■ Exercise description ■
Output all of the records exactly as written.

■ Rows ■

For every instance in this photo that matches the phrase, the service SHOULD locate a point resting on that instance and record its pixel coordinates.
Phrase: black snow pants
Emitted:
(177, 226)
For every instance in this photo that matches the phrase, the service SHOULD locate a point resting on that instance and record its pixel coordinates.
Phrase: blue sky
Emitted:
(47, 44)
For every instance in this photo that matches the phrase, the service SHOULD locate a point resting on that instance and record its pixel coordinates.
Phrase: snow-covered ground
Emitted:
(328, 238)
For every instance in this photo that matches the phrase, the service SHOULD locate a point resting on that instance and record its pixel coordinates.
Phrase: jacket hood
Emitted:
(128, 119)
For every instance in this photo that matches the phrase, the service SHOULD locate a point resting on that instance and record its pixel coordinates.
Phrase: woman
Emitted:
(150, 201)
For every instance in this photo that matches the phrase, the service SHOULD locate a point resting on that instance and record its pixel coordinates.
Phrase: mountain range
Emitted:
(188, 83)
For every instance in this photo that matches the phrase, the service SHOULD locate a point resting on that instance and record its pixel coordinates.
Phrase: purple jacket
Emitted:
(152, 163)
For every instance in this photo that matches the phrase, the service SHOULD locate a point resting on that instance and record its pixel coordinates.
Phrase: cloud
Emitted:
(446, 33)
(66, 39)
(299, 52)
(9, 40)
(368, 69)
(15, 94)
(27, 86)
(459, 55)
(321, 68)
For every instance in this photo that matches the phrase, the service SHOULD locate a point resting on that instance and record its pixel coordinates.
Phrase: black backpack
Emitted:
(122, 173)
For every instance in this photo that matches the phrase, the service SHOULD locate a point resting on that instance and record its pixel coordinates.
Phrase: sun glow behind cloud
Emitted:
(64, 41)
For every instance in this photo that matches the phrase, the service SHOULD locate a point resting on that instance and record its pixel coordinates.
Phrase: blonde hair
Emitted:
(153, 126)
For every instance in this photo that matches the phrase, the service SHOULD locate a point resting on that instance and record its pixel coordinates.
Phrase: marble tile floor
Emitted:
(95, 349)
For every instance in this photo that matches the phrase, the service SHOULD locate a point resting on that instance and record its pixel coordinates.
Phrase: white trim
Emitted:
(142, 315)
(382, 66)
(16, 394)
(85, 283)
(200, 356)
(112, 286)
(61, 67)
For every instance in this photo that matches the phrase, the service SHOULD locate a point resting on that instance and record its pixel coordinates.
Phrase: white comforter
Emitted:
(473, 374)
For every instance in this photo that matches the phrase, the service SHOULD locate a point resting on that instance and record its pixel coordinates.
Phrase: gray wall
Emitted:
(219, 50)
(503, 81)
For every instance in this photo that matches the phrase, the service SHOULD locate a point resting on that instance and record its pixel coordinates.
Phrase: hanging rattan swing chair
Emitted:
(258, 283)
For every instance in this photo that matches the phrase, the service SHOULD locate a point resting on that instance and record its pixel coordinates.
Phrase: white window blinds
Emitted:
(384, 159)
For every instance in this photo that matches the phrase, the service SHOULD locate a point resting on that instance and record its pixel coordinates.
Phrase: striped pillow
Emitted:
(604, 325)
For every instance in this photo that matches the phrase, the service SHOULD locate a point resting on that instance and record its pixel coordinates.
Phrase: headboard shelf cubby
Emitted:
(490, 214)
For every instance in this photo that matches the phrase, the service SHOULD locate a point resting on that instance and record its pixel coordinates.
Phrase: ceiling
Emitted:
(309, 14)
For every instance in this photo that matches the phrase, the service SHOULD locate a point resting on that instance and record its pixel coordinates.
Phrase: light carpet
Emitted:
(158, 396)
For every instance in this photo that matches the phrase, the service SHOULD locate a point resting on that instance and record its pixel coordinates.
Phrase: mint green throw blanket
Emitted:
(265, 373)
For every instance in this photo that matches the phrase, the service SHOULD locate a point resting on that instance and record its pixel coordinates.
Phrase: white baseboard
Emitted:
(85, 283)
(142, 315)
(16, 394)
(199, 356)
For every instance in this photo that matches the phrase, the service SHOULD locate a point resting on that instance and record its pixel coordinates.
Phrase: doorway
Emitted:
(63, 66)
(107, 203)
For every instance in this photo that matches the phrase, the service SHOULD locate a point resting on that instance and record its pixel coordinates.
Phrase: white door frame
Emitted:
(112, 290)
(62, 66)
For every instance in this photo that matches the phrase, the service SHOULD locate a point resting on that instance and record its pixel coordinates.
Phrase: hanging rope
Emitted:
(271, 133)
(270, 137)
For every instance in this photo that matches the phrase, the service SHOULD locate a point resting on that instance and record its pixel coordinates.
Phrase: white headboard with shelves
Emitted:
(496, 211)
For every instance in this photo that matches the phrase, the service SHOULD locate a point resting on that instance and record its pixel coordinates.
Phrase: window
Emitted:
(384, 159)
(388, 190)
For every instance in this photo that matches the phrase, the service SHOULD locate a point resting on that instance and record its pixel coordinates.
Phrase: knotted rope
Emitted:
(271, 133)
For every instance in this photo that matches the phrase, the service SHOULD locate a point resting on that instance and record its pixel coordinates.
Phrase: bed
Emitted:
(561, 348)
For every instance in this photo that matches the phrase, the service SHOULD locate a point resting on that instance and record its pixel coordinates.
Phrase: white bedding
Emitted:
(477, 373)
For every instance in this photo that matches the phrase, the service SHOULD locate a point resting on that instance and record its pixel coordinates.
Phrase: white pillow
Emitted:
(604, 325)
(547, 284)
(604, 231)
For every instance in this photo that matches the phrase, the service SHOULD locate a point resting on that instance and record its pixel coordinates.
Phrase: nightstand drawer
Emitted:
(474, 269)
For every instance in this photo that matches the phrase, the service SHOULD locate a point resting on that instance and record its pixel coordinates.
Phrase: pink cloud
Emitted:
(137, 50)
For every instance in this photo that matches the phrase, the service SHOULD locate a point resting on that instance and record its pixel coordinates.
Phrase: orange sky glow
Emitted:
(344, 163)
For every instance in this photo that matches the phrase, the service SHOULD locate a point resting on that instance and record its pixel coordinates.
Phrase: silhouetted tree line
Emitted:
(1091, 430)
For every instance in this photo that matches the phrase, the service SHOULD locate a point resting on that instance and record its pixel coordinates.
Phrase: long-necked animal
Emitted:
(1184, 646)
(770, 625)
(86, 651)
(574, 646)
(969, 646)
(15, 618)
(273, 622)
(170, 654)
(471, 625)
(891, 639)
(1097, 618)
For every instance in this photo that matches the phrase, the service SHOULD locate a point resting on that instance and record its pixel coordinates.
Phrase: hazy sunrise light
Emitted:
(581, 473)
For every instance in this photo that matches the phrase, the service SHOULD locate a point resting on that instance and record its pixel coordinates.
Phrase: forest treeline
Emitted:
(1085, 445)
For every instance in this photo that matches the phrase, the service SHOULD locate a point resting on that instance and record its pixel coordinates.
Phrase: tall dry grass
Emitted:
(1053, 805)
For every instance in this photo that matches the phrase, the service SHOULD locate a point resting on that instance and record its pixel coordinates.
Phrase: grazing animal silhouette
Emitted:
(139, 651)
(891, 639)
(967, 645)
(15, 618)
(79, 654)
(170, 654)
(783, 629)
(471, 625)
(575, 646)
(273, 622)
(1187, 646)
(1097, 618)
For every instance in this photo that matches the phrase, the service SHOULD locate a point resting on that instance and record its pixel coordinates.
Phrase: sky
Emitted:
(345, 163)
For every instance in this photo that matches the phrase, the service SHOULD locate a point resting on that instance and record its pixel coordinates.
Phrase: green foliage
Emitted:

■ Written reply ■
For every instance in this photo that matches the phrase, the service SHOULD locate a point resting on that instance and record its pixel coordinates.
Phrase: black snow pants
Emitted:
(177, 226)
For every instance in this photo that matches the phrase, the service SHOULD locate a point resting on that instance and record its pixel coordinates.
Phrase: blue sky
Emitted:
(47, 44)
For every instance in this photo that matches the phrase, the service SHOULD locate a point resting on that instance and record its pixel coordinates.
Phrase: snow-covered ground
Emitted:
(328, 238)
For every instance in this photo that matches the phrase, the service SHOULD locate a point resting on that instance and record its pixel coordinates.
Phrase: jacket hood
Emitted:
(128, 119)
For every instance in this photo that matches the phrase, the service SHOULD locate a point resting on that instance and record its pixel coordinates.
Phrase: woman
Emitted:
(150, 201)
For every instance in this photo that matches the phrase, the service SHOULD locate a point resting on that instance and record its pixel coordinates.
Phrase: mountain range
Emitted:
(188, 83)
For every instance in this photo that matches the phrase, the service SHOULD locate a point resting on that instance and record its pixel coordinates.
Phrase: purple jacket
Emitted:
(152, 163)
For every instance in this photo that matches the phrase, the service SHOULD locate a point resting on that instance and record its pixel coordinates.
Phrase: cloud
Emitted:
(446, 33)
(66, 39)
(299, 52)
(9, 40)
(368, 69)
(15, 94)
(27, 86)
(459, 55)
(321, 68)
For every instance in this photo that matches the phrase, the service SHOULD locate a point resting on that instance and record its pixel coordinates.
Phrase: black backpack
Emitted:
(122, 173)
For every instance in this photo that matches the phrase, the service SHOULD locate a point resting on that instance and record its pixel coordinates.
Phrase: sun glow behind cloud
Emitted:
(64, 41)
For every instance in this photo that matches the phrase, the service SHOULD locate a point resting on that instance and record its pixel coordinates.
Phrase: blonde hair
Emitted:
(153, 126)
For every instance in this photo that matches the phrase, the service SHOULD locate a point resting on that instance and record its pixel coordinates.
Phrase: marble tile floor
Emitted:
(95, 349)
For every instance in this photo that matches the phrase, the service SHOULD locate a point resting on that instance and record its pixel coordinates.
Phrase: white trim
Emitted:
(142, 315)
(382, 66)
(16, 394)
(85, 283)
(200, 356)
(112, 286)
(61, 67)
For every instance in this photo that matches the phrase, the service SHOULD locate a point resting on that instance and record its pixel coordinates.
Phrase: white comforter
Emitted:
(473, 374)
For every instance in this photo that matches the phrase, the service SHOULD locate a point resting on that instance and record its pixel coordinates.
Phrase: gray wall
Emitted:
(219, 50)
(503, 81)
For every instance in this photo that matches the phrase, the service SHOULD locate a point resting on that instance and record its pixel coordinates.
Phrase: hanging rattan swing chair
Emitted:
(258, 283)
For every instance in this photo that matches the phrase, the service SHOULD locate a point resting on that instance and record its pixel coordinates.
Phrase: white window blinds
Emitted:
(384, 159)
For every instance in this photo that matches the phrase, the service SHOULD locate a point resting on that instance and record its pixel coordinates.
Phrase: striped pillow
Emitted:
(604, 325)
For every instance in this photo that matches the phrase, the service SHOULD locate a point resting on that instance and record its pixel coordinates.
Phrase: headboard shelf cubby
Emitted:
(490, 214)
For every instance in this photo that matches the phrase, the service SHOULD locate a point resting on that instance and record its pixel coordinates.
Phrase: ceiling
Emitted:
(309, 14)
For every instance in this photo that matches the phrase, the service SHOULD locate a point resting on that instance and record its pixel coordinates.
Phrase: light carpet
Emitted:
(158, 396)
For every instance in this photo that matches the phrase, the service SHOULD locate a point resting on that instance and record its pixel coordinates.
Phrase: mint green throw blanket
Emitted:
(265, 373)
For every instance in this photo that matches the phrase, the service SHOULD locate a point resting on that instance and record its pixel coordinates.
Phrase: white baseboard
Emitted:
(85, 283)
(142, 315)
(16, 394)
(199, 356)
For every instance in this photo that matches the phrase, the service SHOULD locate a point resting on that instance and record its pixel coordinates.
Phrase: doorway
Emitted:
(63, 66)
(107, 203)
For every instance in this photo that matches the phrase, the service SHOULD locate a point resting on that instance and record its pixel coordinates.
Phrase: white door frame
Emitted:
(112, 290)
(62, 66)
For every instance in this photo that matches the phrase, the service SHOULD locate a point resting on that instance and record its pixel coordinates.
Phrase: hanging rope
Emitted:
(271, 133)
(270, 137)
For every instance in this photo that matches the phrase, the service SHOULD locate a point resting on that instance and record its pixel coordinates.
Phrase: white headboard with shelves
Emitted:
(496, 211)
For every instance in this photo that matches the phrase, the service SHOULD locate a point resting on that instance and record its pixel coordinates.
Phrase: window
Emitted:
(384, 159)
(388, 190)
For every instance in this photo that matches the phrase, the service SHOULD locate a point resting on that instance and record its pixel coordinates.
Phrase: knotted rope
Emitted:
(271, 133)
For every instance in this photo that matches the phrase, the service SHOULD locate a point resting on that instance and record its pixel coordinates.
Phrase: bed
Emitted:
(561, 348)
For every instance in this photo that matches the phrase, the service SHOULD locate a point resting on that instance and record its pixel coordinates.
Phrase: white bedding
Emitted:
(477, 373)
For every instance in this photo that matches the phrase, the service SHOULD locate a point resting on that instance and record its pixel coordinates.
Phrase: white pillow
Emitted:
(604, 325)
(547, 284)
(604, 231)
For every instance in this photo that matches the phrase, the service SHOULD locate a point resting on that instance and record its pixel coordinates.
Phrase: nightstand drawer
Emitted:
(474, 269)
For every instance in this photo that matches the phrase, the service SHOULD locate a point resting on that instance and record its pixel coordinates.
Phrase: pink cloud
Emitted:
(137, 50)
For every instance in this photo that matches the phrase, the service SHOULD locate a point resting on that instance and record its pixel coordinates.
Phrase: orange sky glow
Emitted:
(344, 163)
For every instance in this photo that matches the phrase, the service SHOULD locate a point resting on that instance and record its pixel coordinates.
Phrase: silhouetted tree line
Emitted:
(1091, 430)
For every instance in this photo that matches the phrase, the service SHOULD locate a point resting on that instance and record its pixel coordinates.
Phrase: long-necked animal
Emitted:
(1184, 646)
(770, 625)
(86, 651)
(574, 646)
(969, 646)
(15, 618)
(273, 622)
(170, 654)
(471, 625)
(891, 639)
(1097, 618)
For every instance in this photo that matches the phrase, the service SHOULD locate a point resting on that instance and record its pixel coordinates.
Phrase: hazy sunrise light
Emitted:
(581, 473)
For every instance in this photo that matches the phrase, the service SHOULD locate a point resting on that instance and record its pixel coordinates.
Phrase: forest treeline
Emitted:
(1085, 445)
For every instance in this photo that matches the phrase, the service SHOULD locate a point resting on that instance and record its pixel coordinates.
Phrase: tall dry grass
Emitted:
(1053, 805)
For every instance in this photo that matches the phrase, the service SHOULD locate a point resting on that instance and record its pixel coordinates.
Phrase: grazing animal silhouette
Emitted:
(139, 651)
(891, 639)
(967, 645)
(15, 618)
(79, 654)
(170, 654)
(783, 629)
(471, 625)
(575, 646)
(273, 622)
(1187, 646)
(1097, 618)
For every instance in this photo that matches the phrase, the service SHOULD locate a point resting on that instance and record its pixel coordinates.
Phrase: sky
Emitted:
(345, 163)
For every instance in this photo that matches the phrase, the service SHOULD locate a point resting on that instance and record its pixel coordinates.
Phrase: green foliage
Emitted:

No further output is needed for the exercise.